--- START ---

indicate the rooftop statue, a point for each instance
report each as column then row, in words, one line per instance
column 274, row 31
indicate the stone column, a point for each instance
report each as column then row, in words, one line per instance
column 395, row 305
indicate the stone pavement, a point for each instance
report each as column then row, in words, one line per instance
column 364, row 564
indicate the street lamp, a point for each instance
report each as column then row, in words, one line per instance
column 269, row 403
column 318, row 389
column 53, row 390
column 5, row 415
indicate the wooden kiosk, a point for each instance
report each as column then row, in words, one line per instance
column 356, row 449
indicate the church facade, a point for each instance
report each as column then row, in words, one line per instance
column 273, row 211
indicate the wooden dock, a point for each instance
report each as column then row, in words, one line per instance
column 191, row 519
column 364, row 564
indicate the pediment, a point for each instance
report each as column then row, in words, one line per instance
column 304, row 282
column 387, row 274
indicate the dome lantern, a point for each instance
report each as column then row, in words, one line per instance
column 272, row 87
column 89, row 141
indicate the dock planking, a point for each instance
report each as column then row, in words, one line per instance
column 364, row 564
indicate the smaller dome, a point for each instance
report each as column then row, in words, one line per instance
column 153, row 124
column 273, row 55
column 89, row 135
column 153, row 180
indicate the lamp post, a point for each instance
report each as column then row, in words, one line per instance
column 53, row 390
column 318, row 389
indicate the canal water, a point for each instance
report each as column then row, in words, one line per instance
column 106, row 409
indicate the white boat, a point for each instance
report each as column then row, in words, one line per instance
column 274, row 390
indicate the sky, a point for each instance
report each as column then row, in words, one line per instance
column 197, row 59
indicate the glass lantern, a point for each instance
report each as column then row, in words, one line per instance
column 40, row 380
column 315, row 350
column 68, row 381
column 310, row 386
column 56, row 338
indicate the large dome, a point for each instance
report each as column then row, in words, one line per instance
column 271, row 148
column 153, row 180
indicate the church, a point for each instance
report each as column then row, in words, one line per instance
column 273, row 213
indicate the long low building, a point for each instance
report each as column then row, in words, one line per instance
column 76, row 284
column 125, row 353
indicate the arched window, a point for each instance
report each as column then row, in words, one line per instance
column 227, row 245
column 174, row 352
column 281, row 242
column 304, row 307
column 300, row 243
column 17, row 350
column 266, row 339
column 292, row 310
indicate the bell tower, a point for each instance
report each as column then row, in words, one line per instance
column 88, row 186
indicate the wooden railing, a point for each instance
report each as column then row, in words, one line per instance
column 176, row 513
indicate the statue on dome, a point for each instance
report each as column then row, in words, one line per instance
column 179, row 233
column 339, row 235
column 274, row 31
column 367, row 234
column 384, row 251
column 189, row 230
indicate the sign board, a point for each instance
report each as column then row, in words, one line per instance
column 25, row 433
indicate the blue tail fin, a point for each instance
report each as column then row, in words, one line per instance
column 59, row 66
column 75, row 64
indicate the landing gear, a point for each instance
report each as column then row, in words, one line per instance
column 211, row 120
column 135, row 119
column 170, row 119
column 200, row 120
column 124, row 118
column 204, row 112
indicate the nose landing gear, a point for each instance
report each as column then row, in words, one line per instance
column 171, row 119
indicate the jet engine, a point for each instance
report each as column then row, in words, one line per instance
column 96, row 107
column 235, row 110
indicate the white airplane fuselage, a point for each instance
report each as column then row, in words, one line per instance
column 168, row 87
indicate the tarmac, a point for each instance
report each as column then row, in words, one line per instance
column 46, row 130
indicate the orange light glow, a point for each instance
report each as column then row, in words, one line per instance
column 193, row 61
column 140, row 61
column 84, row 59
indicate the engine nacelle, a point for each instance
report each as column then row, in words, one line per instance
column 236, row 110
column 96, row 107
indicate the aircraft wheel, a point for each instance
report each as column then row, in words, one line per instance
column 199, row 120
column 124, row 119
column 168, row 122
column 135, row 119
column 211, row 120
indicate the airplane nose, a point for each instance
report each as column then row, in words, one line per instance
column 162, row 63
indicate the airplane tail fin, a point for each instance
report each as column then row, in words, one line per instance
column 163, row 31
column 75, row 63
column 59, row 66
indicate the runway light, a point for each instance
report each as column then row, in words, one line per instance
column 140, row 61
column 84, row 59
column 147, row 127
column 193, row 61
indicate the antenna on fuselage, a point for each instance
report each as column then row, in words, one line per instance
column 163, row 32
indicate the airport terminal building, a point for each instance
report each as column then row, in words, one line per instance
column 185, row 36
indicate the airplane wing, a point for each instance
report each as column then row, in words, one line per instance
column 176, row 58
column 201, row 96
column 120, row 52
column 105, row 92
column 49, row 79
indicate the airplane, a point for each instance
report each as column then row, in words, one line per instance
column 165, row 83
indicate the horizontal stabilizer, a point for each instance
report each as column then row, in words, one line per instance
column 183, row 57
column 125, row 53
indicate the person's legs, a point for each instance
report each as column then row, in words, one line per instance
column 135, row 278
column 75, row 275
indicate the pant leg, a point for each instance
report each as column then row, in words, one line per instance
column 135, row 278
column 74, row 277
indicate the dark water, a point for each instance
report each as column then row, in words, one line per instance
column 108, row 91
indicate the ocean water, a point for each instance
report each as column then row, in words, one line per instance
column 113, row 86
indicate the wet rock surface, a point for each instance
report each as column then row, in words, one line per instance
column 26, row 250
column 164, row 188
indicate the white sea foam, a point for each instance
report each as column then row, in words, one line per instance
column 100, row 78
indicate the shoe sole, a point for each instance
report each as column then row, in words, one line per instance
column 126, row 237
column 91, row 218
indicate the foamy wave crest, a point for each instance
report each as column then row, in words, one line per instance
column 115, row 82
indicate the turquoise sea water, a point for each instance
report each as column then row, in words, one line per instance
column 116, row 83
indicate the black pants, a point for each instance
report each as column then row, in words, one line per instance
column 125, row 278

--- END ---

**WHAT TO DO**:
Please write out every line of the data exactly.

**REPLY**:
indicate the rooftop statue, a point for each instance
report each as column then row, in words, one line per instance
column 274, row 31
indicate the stone column, a point for each instance
report each as column then row, in words, one line per instance
column 395, row 305
indicate the stone pavement, a point for each instance
report each as column then row, in words, one line per instance
column 364, row 564
indicate the street lamp, a point for each instance
report each as column then row, in words, one line per instance
column 269, row 403
column 318, row 389
column 53, row 390
column 5, row 415
indicate the wooden kiosk, a point for each instance
report each as column then row, in words, one line per instance
column 356, row 449
indicate the church facade, a point for each instance
report each as column then row, in words, one line per instance
column 273, row 211
indicate the wooden dock, a point for each instance
report each as column then row, in words, one line per instance
column 191, row 519
column 364, row 564
indicate the pediment, a point for each instance
report each as column then row, in words, one line per instance
column 304, row 282
column 387, row 274
indicate the dome lantern, a point for each instance
report each as column then row, in words, one line per instance
column 272, row 87
column 89, row 141
indicate the dock planking, a point for each instance
report each as column then row, in words, one line per instance
column 364, row 564
indicate the smaller dome, a point for each instance
report each as column then row, in words, one line per instance
column 153, row 124
column 273, row 55
column 89, row 135
column 153, row 180
indicate the lamp post, a point for each instance
report each as column then row, in words, one line per instance
column 53, row 390
column 318, row 389
indicate the canal water, a point for each instance
report each as column then row, in words, one line per instance
column 106, row 409
indicate the white boat, a point for each instance
report each as column then row, in words, one line per instance
column 274, row 390
indicate the sky, a point for each instance
report each as column then row, in words, one line per instance
column 197, row 59
indicate the glass lantern, a point for each instance
report each as column then row, in words, one line per instance
column 40, row 380
column 315, row 350
column 68, row 381
column 310, row 386
column 56, row 338
indicate the large dome, a point for each instance
report each as column then row, in words, one line per instance
column 271, row 148
column 153, row 180
indicate the church, a point for each instance
report each as column then row, in words, one line per instance
column 273, row 213
indicate the long low building, a point for each instance
report each as column then row, in words, one line per instance
column 76, row 284
column 125, row 353
indicate the arched window, a point for each instance
report each as column then row, in words, one line per instance
column 227, row 245
column 174, row 352
column 281, row 242
column 304, row 307
column 300, row 243
column 17, row 350
column 266, row 339
column 292, row 310
indicate the bell tower, a point for each instance
report each as column then row, in words, one line per instance
column 88, row 186
indicate the wooden railing, a point for each instance
report each as column then row, in words, one line per instance
column 176, row 513
indicate the statue on dome, a point for each instance
report each as column then row, in words, one line per instance
column 179, row 233
column 339, row 235
column 274, row 31
column 367, row 234
column 384, row 251
column 189, row 230
indicate the sign board, a point for each instance
report each as column then row, in words, one line per instance
column 25, row 433
indicate the blue tail fin, a point for each instance
report each as column then row, in words, one line per instance
column 59, row 66
column 75, row 64
indicate the landing gear, a point for each instance
report each as column then row, in words, one line per instance
column 211, row 120
column 135, row 119
column 170, row 119
column 200, row 120
column 124, row 118
column 204, row 112
indicate the nose landing gear, a point for each instance
report each as column then row, in words, one line per instance
column 171, row 119
indicate the jet engine, a point for each instance
report each as column then row, in words, one line per instance
column 96, row 107
column 235, row 110
indicate the white airplane fuselage, a point for each instance
report each as column then row, in words, one line per instance
column 168, row 87
indicate the tarmac, a point for each instance
report each as column then row, in words, one line per instance
column 46, row 130
indicate the orange light glow, a point for each instance
report each as column then row, in words, one line per instance
column 193, row 61
column 140, row 61
column 84, row 59
indicate the engine nacelle, a point for each instance
report each as column then row, in words, one line per instance
column 236, row 110
column 96, row 107
indicate the aircraft wheel, a point for each instance
report each as column then row, in words, one line per instance
column 199, row 120
column 124, row 119
column 168, row 122
column 135, row 119
column 211, row 120
indicate the airplane nose, a point for each instance
report each as column then row, in words, one line per instance
column 162, row 63
indicate the airplane tail fin, a point for each instance
report each as column then row, in words, one line per instance
column 163, row 31
column 75, row 63
column 59, row 66
indicate the runway light, a point for each instance
report each as column then row, in words, one line per instance
column 140, row 61
column 84, row 59
column 147, row 127
column 193, row 61
indicate the antenna on fuselage, a point for each instance
report each as column then row, in words, one line per instance
column 163, row 32
indicate the airport terminal building, a point for each instance
report each as column then row, in words, one line per instance
column 185, row 36
indicate the airplane wing, a point for each instance
report each as column then row, in words, one line per instance
column 176, row 58
column 201, row 96
column 120, row 52
column 105, row 92
column 49, row 79
indicate the airplane, a point for each instance
report each as column then row, in words, one line per instance
column 165, row 83
indicate the horizontal stabilizer, a point for each instance
report each as column then row, in words, one line per instance
column 183, row 57
column 125, row 53
indicate the person's legs, a point for each instance
report each as column then row, in words, one line per instance
column 135, row 278
column 75, row 275
indicate the pant leg, a point for each instance
report each as column then row, in words, one line per instance
column 135, row 278
column 74, row 277
indicate the dark water, a point for each instance
report each as column then row, in words, one line per instance
column 108, row 91
indicate the ocean water, a point for each instance
report each as column then row, in words, one line per instance
column 113, row 86
indicate the wet rock surface, a point for each instance
report each as column then row, in words, one line per instance
column 26, row 250
column 164, row 188
indicate the white sea foam, a point for each instance
report each as column then row, in words, one line per instance
column 100, row 78
indicate the shoe sole, a point for each instance
report each as column then row, in words, one line per instance
column 126, row 237
column 91, row 218
indicate the foamy wave crest, a point for each instance
report each as column then row, in words, one line per instance
column 115, row 82
indicate the turquoise sea water, a point for each instance
report each as column then row, in words, one line per instance
column 116, row 83
indicate the black pants, a point for each instance
report each as column then row, in words, one line per instance
column 125, row 278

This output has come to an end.